== Set problem ==
Reproduce every line from the start of the entries down to the line containing "top-left (107, 107), bottom-right (127, 134)", inclusive, leaving out the pictures. Scale each coordinate in the answers by 1.3 and round to whole numbers, with halves rounding up, but keep the numbers in the request lines and their format samples unchanged.

== Image box annotation records ==
___

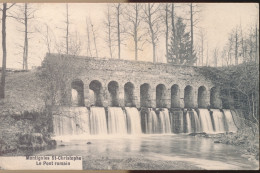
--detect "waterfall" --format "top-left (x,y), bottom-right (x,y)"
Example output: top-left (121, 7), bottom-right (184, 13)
top-left (142, 108), bottom-right (159, 134)
top-left (170, 110), bottom-right (184, 133)
top-left (107, 107), bottom-right (127, 134)
top-left (223, 109), bottom-right (237, 132)
top-left (198, 109), bottom-right (213, 133)
top-left (184, 110), bottom-right (191, 133)
top-left (185, 109), bottom-right (201, 133)
top-left (76, 107), bottom-right (90, 135)
top-left (89, 107), bottom-right (107, 134)
top-left (159, 108), bottom-right (171, 133)
top-left (53, 107), bottom-right (239, 136)
top-left (53, 107), bottom-right (89, 136)
top-left (125, 107), bottom-right (142, 134)
top-left (211, 109), bottom-right (225, 132)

___

== Answer below ==
--detect "waterfall" --format "top-left (x,y), bottom-right (x,y)"
Example output: top-left (121, 7), bottom-right (184, 13)
top-left (185, 140), bottom-right (207, 174)
top-left (221, 143), bottom-right (239, 173)
top-left (139, 139), bottom-right (165, 174)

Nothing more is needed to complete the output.